- **TASK**: Continue the Document AI overview from the point where it stops, adding the next part of the text.

- **SOURCE EXTRACT**:
::::::::
Document AI

What is Document AI

Document AI is a Snowflake AI feature that uses Arctic-TILT, a proprietary large language model (LLM), to extract data from documents. Document AI processes documents of various formats and extracts information from both text-heavy paragraphs and the content in a graphical form, such as logos, handwritten text (signatures), or checkmarks. With Document AI, you can prepare pipelines for continuous processing of new documents of a specific type, such as invoices or finance statements.

Document AI provides both zero-shot extraction and fine-tuning. Zero-shot means that the foundation model can locate and extract information specific to a document type, even if the model has never seen the document before. This is because the foundation model is trained on a large volume of various documents, so the model broadly understands the type of document being processed.

Additionally, you can fine-tune the Snowflake Arctic-TILT model to improve your results by training the model on the documents specific to your use case. The fine-tuned model (including the training data used) is available only to you and is not shared with other Snowflake customers.
::::::::
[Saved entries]
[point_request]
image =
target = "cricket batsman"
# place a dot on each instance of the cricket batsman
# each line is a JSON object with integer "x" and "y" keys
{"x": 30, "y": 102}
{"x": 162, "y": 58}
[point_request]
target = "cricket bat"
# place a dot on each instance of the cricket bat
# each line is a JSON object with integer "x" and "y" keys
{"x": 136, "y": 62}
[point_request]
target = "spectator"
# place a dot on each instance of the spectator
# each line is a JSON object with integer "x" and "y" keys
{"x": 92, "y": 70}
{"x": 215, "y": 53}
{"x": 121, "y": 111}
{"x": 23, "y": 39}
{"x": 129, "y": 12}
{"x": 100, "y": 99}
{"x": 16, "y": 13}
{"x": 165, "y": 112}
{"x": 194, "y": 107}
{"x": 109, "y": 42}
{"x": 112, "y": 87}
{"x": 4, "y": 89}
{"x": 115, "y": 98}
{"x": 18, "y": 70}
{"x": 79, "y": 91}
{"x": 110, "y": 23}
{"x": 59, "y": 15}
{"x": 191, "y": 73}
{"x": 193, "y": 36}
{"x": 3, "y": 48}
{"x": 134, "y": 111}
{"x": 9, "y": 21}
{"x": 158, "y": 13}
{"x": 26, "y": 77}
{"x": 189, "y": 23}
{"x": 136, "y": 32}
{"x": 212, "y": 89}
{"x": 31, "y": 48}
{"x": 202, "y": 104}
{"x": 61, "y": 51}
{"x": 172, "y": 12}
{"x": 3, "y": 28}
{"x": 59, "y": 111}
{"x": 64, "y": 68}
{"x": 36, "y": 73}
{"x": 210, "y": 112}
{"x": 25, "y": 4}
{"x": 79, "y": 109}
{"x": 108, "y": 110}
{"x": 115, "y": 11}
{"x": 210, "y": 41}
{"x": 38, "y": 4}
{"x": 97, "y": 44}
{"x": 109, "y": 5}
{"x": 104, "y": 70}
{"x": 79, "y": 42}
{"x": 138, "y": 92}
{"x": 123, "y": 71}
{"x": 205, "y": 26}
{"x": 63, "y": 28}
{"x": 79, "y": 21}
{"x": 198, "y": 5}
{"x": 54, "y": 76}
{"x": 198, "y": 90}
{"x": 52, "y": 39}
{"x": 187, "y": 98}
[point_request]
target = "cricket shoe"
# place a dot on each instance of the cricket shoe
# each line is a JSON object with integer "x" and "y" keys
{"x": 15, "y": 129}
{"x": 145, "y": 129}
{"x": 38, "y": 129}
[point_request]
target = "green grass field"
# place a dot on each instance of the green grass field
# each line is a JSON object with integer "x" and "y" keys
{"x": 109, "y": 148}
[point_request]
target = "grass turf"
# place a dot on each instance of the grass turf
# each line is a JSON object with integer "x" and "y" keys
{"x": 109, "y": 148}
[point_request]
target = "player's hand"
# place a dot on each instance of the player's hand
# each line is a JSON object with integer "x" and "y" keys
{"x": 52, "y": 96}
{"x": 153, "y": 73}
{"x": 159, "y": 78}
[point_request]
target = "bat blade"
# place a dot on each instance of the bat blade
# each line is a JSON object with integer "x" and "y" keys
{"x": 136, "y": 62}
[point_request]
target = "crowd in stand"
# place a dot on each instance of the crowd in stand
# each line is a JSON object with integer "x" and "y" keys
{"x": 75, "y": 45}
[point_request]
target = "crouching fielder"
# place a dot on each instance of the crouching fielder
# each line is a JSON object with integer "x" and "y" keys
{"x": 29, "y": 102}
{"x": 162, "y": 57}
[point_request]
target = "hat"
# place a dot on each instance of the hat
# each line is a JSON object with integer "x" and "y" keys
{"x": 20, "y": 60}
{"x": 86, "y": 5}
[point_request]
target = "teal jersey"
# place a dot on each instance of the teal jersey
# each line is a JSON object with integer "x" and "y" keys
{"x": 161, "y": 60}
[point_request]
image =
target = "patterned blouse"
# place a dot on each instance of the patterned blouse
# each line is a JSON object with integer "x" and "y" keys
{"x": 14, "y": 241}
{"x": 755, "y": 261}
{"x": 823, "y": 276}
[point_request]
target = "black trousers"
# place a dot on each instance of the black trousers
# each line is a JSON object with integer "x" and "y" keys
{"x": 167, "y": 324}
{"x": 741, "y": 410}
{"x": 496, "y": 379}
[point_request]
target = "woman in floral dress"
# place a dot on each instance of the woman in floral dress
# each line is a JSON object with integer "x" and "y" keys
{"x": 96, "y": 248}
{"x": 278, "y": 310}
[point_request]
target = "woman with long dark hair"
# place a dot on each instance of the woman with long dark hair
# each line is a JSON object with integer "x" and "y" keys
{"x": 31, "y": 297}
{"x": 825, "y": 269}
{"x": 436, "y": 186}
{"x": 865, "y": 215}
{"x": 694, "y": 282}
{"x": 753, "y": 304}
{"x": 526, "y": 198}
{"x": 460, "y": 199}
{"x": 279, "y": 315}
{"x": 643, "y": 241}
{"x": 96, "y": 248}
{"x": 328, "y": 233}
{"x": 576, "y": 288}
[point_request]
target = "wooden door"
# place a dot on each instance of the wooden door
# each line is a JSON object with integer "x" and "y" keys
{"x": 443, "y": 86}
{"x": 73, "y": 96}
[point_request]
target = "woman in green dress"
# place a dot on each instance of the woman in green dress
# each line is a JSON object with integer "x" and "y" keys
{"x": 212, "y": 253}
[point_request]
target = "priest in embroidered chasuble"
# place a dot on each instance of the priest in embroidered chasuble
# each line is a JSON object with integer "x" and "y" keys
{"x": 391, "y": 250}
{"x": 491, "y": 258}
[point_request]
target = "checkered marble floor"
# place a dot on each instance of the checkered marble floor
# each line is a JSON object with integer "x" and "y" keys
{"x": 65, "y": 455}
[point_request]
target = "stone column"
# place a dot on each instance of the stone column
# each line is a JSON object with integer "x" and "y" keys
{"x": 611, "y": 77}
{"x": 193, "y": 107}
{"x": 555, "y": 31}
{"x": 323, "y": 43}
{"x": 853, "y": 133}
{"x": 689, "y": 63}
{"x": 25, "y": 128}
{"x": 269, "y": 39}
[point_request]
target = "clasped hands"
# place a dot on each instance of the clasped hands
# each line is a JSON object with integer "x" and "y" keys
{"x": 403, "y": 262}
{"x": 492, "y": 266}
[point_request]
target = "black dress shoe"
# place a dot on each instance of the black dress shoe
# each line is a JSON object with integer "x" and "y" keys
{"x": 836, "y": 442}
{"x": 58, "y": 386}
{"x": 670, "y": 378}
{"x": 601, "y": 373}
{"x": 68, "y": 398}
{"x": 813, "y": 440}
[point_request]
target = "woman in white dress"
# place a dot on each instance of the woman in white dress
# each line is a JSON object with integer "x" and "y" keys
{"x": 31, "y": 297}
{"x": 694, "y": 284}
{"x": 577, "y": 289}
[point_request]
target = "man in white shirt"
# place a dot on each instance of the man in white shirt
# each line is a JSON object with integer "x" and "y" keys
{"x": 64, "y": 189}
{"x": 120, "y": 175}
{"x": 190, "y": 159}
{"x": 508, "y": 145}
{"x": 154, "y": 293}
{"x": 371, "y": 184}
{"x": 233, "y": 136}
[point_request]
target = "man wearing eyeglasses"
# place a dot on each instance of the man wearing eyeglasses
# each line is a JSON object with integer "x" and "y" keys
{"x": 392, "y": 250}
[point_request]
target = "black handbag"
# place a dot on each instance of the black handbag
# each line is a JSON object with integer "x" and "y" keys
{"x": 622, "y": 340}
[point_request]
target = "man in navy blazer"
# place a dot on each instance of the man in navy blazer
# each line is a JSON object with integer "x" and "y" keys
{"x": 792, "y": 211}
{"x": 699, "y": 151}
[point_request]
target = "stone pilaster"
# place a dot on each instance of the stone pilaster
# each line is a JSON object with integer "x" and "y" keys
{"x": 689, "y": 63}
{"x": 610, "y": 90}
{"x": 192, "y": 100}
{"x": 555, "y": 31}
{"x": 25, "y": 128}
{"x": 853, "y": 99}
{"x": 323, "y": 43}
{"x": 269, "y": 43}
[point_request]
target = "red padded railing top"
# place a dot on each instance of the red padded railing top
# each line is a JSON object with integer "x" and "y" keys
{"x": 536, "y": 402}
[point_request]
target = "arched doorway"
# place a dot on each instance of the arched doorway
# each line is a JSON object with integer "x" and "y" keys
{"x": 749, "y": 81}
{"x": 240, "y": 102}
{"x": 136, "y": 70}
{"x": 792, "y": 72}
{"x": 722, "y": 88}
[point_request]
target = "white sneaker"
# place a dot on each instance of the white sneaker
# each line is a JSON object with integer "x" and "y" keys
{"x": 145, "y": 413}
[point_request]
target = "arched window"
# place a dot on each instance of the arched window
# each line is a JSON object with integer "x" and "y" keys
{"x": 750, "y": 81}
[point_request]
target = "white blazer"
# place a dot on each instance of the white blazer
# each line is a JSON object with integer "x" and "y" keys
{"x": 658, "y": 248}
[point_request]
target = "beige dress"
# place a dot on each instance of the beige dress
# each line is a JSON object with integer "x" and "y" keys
::::::::
- **EXERCISE OUTPUT**:
When to use Document AI

Document AI is best used when:

  • You want to turn unstructured data from documents into structured data in tables.

  • You want to create pipelines for continuous processing of new documents of a specific type.

  • Business users with domain knowledge prepare the model, and the data engineers working with SQL prepare pipelines to automate the processing of new documents.

How Document AI works

Working with Document AI is divided into two phases:

  • Preparing a Document AI model build

    You can think of the model build as representing a single type of a document or a use case; for example, a model build for extracting information from invoice documents. The Document AI model build includes the model, the data values to be extracted, and the documents uploaded to test and train the model.

    You prepare the model build through a Document AI user interface in Snowsight. The interface lets you create a model build, upload documents to test and train the model, define data values (information to be extracted) by asking questions using natural language, evaluate the model, and publish the model build or fine-tune the model to improve the results.

    For more information, see Prepare a Document AI model build.

  • Extracting information from documents

    When the model build is ready, you can begin extracting information from documents by running an extracting query, which uses the <model_build_name>!PREDICT method. You can then use the extracting query to create pipelines for continuous processing with streams and tasks.

    For more information, see Extract information with Document AI.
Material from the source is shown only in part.